Skip to content
mdavidsaver edited this page Jun 27, 2019 · 3 revisions

pvAccess Protocol Specification

Back to main

Data Encoding

  1. Sizes
  2. User Data
  3. Meta Data

Encoding does not align primitive types on word boundaries.

For connection-oriented communication (TCP/IP), the server MUST notify the client what byte order to use. Each message contains an endianness flag in order to allow all the intermediates to forward data without requiring it to be unmarshaled (so that the intermediates can forward requests by simply copying blocks of binary data) and in order not to require a specific byte order for connection-less protocols (UDP/IP).

Deviation: Current peers ignore the header endian bit for messages received over TCP. The SET_ENDIANESS control message is used instead. Similarly w/ protocol version.

Sizes

Many of the types involved in the data encoding, as well as several protocol message components, have an associated size (or "count"). Size values MUST always be a non-negative integer and encoded as follows:

  1. The unsigned 8-bit integer 255 indicates "null", no data.

# Data lines:

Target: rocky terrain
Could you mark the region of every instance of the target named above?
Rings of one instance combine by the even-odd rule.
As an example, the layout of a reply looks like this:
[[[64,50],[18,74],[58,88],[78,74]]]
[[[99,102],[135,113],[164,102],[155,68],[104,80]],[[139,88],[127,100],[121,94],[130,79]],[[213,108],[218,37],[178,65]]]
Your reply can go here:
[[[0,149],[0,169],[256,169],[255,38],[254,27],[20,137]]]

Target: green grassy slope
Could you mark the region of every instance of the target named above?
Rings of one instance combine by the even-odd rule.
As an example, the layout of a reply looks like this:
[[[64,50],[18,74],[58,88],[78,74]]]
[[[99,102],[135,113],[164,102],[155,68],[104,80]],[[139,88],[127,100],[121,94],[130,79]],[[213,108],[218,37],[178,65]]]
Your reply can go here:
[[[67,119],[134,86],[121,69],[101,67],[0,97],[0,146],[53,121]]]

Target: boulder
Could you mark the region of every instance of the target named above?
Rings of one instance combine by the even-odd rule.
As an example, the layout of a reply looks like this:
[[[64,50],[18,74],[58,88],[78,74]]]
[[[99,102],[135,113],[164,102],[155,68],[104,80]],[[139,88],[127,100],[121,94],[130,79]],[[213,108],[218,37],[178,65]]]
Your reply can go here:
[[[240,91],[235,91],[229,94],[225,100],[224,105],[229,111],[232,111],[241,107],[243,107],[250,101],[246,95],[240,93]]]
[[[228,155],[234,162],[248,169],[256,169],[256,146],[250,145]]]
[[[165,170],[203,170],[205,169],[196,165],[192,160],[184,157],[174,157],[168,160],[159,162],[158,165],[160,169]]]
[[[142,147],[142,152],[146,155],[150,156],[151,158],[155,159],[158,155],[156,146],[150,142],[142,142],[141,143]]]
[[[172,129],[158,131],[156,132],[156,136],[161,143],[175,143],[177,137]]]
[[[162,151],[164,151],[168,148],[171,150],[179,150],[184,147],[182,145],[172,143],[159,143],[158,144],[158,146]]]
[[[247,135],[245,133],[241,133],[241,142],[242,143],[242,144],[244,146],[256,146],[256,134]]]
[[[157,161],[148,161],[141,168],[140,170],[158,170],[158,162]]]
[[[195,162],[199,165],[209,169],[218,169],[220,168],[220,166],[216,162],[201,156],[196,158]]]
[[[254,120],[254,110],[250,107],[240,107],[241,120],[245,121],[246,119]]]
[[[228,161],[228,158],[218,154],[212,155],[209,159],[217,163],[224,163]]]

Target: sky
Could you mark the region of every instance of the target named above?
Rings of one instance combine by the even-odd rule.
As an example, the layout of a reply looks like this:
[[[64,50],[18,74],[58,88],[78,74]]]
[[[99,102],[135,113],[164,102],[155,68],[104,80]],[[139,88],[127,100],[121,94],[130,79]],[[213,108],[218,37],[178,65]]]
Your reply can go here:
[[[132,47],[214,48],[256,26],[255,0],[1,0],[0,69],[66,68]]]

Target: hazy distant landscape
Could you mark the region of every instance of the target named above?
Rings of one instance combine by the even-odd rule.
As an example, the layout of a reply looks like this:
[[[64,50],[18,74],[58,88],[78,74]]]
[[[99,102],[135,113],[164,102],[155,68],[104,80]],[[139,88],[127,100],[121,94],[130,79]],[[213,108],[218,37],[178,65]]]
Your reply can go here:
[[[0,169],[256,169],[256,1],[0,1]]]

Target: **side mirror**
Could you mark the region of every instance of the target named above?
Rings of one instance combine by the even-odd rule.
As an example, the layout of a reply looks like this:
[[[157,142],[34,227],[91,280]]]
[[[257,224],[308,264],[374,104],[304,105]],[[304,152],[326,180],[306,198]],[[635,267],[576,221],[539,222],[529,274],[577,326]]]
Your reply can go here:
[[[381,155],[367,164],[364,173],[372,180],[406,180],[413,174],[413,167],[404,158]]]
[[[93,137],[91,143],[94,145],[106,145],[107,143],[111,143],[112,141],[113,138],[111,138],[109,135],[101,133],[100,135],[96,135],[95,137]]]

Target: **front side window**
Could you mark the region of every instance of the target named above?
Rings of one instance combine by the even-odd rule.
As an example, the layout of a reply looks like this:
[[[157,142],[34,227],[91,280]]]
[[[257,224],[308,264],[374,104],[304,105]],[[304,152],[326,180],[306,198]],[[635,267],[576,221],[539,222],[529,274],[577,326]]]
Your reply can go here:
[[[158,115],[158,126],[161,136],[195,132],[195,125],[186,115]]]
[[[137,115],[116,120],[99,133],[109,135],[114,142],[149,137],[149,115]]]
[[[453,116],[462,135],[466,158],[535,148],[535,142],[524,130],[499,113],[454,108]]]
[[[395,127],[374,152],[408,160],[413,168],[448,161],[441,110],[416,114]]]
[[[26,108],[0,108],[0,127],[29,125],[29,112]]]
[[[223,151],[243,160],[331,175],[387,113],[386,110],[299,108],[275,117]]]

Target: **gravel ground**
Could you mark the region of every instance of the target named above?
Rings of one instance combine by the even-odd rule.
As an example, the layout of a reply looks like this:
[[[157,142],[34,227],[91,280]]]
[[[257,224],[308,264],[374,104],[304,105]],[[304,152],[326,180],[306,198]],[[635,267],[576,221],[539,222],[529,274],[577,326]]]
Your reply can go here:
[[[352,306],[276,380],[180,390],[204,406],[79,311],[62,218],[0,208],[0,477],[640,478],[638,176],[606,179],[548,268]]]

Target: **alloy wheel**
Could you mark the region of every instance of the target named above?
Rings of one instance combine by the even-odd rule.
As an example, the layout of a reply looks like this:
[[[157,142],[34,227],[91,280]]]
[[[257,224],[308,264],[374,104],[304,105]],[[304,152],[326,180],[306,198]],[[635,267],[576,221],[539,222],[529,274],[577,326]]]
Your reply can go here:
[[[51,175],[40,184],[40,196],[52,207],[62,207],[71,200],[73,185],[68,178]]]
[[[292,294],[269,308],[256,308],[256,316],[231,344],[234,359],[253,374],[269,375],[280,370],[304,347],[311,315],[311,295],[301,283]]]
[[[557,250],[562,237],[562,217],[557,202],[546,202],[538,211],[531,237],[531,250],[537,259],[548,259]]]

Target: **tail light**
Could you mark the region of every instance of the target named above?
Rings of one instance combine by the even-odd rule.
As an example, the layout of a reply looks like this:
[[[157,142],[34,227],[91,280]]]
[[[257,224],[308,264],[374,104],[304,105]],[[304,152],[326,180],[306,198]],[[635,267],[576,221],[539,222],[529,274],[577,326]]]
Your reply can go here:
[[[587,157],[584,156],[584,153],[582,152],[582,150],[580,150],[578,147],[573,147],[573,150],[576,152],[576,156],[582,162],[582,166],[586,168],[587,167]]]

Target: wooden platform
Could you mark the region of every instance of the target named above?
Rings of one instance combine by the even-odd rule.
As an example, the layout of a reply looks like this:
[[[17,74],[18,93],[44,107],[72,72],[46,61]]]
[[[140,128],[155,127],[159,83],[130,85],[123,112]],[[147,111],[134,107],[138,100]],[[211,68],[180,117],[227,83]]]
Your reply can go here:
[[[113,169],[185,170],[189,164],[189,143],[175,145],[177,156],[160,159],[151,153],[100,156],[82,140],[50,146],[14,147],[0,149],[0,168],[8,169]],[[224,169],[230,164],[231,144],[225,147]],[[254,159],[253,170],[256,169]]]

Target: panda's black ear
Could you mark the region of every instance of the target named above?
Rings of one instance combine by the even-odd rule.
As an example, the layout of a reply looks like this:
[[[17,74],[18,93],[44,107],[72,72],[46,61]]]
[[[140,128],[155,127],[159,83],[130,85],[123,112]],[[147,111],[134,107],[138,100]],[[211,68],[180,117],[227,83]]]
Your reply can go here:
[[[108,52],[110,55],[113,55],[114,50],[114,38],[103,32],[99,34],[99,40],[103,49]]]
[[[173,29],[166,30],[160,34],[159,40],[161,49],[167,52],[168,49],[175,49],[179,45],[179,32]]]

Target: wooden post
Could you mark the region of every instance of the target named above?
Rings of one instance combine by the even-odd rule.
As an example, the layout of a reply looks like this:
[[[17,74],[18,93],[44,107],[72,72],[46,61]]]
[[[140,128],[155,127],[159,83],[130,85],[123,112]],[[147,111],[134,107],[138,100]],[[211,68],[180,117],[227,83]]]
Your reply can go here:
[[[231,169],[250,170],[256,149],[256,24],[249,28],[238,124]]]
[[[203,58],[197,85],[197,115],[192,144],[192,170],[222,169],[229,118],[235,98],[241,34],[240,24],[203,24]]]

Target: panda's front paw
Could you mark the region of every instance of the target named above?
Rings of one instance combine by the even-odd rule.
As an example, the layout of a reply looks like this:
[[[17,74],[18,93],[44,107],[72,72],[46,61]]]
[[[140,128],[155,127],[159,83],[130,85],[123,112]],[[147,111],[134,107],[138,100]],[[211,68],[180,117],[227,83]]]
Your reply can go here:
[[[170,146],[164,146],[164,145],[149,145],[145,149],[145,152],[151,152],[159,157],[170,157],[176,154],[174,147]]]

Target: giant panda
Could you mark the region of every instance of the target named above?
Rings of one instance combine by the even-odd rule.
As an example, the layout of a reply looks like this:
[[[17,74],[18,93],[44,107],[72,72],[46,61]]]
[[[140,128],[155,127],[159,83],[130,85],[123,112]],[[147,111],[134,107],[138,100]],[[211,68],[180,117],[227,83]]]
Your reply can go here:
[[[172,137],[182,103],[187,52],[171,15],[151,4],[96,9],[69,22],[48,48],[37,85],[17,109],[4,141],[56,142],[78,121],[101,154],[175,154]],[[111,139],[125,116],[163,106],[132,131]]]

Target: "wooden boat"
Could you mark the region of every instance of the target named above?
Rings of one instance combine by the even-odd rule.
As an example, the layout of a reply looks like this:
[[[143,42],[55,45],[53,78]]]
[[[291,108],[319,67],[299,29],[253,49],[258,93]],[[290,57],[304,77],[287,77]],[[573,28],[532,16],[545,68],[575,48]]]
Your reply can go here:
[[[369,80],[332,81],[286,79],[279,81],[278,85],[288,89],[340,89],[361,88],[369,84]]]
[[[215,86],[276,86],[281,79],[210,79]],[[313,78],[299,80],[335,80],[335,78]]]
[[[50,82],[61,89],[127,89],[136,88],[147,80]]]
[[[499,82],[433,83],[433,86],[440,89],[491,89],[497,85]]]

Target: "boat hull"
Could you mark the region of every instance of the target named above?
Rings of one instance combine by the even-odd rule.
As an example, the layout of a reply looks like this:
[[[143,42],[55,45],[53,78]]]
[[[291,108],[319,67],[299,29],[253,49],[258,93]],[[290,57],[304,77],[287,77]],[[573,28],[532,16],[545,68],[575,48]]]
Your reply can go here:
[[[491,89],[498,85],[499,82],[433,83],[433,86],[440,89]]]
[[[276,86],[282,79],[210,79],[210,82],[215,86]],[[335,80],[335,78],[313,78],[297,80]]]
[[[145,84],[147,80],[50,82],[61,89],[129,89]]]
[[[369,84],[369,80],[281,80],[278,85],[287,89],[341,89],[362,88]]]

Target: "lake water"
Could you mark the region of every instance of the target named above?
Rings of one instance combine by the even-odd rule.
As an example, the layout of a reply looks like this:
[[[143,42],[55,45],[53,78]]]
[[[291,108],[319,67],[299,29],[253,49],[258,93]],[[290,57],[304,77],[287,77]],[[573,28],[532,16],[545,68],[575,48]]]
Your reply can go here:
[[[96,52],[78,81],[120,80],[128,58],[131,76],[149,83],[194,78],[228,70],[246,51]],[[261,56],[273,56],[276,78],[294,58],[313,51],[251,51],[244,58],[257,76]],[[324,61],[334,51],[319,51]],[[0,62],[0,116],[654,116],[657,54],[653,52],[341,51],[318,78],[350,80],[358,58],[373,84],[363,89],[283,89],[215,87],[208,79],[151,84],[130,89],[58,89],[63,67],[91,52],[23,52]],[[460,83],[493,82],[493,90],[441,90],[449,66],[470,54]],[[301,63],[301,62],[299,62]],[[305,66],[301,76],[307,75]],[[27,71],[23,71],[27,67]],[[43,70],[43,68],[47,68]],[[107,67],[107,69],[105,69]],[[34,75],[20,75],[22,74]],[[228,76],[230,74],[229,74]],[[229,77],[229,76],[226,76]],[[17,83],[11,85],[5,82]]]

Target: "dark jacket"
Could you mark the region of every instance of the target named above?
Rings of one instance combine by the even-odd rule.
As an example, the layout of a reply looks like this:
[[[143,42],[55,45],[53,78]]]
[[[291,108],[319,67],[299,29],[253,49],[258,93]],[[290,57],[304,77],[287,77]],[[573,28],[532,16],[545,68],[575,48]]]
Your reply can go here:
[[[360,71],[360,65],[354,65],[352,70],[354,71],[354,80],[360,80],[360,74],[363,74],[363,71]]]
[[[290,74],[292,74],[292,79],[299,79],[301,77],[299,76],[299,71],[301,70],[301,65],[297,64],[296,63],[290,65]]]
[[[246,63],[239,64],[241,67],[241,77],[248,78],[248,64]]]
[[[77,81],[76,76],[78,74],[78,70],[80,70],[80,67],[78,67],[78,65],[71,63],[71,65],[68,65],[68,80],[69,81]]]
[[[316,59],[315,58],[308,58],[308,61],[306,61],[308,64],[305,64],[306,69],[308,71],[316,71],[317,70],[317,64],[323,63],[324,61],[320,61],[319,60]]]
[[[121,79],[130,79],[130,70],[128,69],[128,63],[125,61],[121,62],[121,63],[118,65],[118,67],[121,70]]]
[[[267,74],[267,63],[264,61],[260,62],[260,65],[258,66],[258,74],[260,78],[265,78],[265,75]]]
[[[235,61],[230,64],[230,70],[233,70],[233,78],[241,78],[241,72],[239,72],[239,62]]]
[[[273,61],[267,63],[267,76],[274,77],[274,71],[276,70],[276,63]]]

# Requirements:
In the pvAccess data encoding text, what do current peers use in place of the header endian bit for messages received over TCP? The material has no connection to the pvAccess data encoding text.

# Right answer:
They use the SET_ENDIANESS control message.